▸ **TEXTAUSZUG**

******************************

Für mich bedeutet das, dass ich mich gerade auf Psychologin 6 und 7 einstelle, Vertrauen aufbaue, mein Innerstes nach Außen kehre. Das ist zunächst einmal sehr anstrengend und verwirrend.
Psychisches Durcheinander
Bei allem Durcheinander, psychischem Chaos und all den Verwirrungen, kann ich allerdings von „Glück“ reden. Denn es passt. Menschlich lag und liege ich mit allen Therapeutinnen auf einer Wellenlänge und auch wenn in meiner Seele und in meinem Kopf hin und wieder der Punk abgeht, ich fühle mich mit der sechsten und siebten Umstellung auf andere Gesprächsführungen, vielleicht andere Schwerpunkte, andere Therapieansätze gut aufgehoben. In den vier Jahren hatte ich nur letztes Jahr einmal „Pech“ und zwar während meines Aufenthalts in der Tagesklinik. Mit meiner dortigen Bezugspsychologin stimmte es zwar menschlich, allerdings hatten die sieben recht kurzen (zwischen 10 und 20 Minuten) Einzelsitzungen nur sehr wenig, wenn überhaupt therapeutischen, psychologischen Charakter. Aufgefangen wurde ich durch die Urlaubsvertretung, die mir in drei Sitzungen (teils bis zu zwei Stunden) mehr half und mit auf den Weg gab, als besagte Bezugspsychologin.
Zu Beginn meiner psychologischen
Einzeltherapie war eine Hausaufgabe meiner Verhaltenstherapeutin, eine
Lebenslinie aus belastenden Lebensereignissen“ zu erstellen. Diese Lebenslinie
soll am Ende in Form einer Welle, die Auslöser meiner Depression ersichtlich
machen. Wie so häufig lächelte ich meine Überforderung weg.

******************************

▸ **AUFGEFÜHRTE EINTRÄGE**
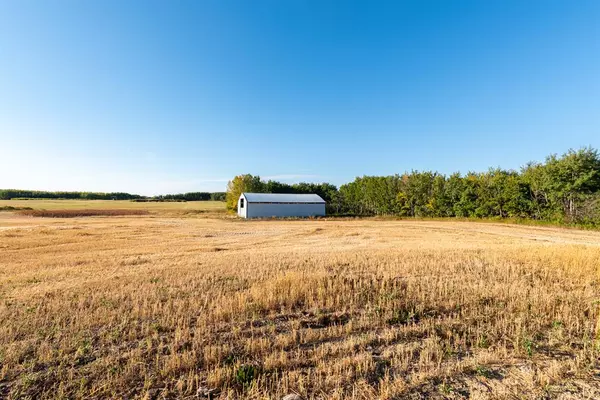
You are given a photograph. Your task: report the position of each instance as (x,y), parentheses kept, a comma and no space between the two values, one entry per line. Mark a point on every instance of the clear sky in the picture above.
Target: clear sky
(170,96)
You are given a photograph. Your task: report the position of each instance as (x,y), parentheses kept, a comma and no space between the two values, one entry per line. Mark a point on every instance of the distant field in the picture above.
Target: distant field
(161,306)
(42,204)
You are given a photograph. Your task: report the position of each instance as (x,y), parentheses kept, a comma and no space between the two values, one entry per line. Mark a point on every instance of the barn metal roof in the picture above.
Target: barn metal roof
(282,198)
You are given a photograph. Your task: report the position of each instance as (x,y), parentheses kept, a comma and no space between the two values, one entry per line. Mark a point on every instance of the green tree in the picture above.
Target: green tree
(239,185)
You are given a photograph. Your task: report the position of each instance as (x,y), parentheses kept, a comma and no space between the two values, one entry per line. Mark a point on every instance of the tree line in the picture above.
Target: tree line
(8,194)
(562,189)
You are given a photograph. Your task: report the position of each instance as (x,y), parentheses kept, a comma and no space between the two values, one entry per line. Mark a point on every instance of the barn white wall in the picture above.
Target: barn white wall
(258,210)
(242,211)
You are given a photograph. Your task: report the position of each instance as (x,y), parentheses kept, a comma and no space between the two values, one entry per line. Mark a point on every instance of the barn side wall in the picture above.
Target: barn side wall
(258,210)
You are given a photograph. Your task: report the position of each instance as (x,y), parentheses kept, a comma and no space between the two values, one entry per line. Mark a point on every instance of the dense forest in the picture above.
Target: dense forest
(8,194)
(563,189)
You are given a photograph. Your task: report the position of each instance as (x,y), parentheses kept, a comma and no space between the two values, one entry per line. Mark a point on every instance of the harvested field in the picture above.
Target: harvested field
(176,307)
(73,213)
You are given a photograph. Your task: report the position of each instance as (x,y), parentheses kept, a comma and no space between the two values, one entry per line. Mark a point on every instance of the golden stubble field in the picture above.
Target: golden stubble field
(203,305)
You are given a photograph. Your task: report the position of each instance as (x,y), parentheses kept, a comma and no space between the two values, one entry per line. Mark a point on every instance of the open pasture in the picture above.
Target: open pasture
(173,305)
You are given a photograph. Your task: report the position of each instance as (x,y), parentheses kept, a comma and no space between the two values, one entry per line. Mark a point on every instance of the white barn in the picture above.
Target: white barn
(265,205)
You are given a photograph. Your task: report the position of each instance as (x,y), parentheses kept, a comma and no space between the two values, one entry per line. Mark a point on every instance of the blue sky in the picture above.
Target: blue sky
(171,96)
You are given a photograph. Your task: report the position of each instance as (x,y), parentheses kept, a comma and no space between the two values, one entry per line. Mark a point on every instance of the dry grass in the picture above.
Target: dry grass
(74,213)
(165,307)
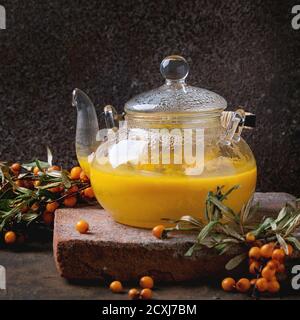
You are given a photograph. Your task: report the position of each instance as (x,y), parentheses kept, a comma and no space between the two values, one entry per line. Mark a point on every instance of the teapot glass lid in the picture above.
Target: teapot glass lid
(175,96)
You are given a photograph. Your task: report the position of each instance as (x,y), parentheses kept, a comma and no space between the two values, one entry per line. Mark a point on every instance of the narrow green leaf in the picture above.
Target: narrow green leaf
(65,179)
(191,250)
(205,231)
(49,156)
(294,241)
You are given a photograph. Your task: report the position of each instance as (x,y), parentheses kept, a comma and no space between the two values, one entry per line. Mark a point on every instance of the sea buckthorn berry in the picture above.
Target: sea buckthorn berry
(281,268)
(273,264)
(158,231)
(146,294)
(36,171)
(266,250)
(134,294)
(116,287)
(254,267)
(261,285)
(83,177)
(268,273)
(54,168)
(48,217)
(15,167)
(73,189)
(55,189)
(20,239)
(82,226)
(250,237)
(290,250)
(273,286)
(258,243)
(28,184)
(228,284)
(89,193)
(24,209)
(146,282)
(19,183)
(75,173)
(243,285)
(37,183)
(52,206)
(278,254)
(253,282)
(35,206)
(10,237)
(70,202)
(254,253)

******************************

▸ **ZU ERLEDIGENDE AUFGABE**
Schreib den Textauszug von „Für mich bedeutet“ bis „anstrengend und verwirrend.“ neu und setze dabei „kräftezehrend“ an die Stelle von „anstrengend“.

▸ **ANTWORTBEREICH**
Für mich bedeutet das, dass ich mich gerade auf Psychologin 6 und 7 einstelle, Vertrauen aufbaue, mein Innerstes nach Außen kehre. Das ist zunächst einmal sehr kräftezehrend und verwirrend.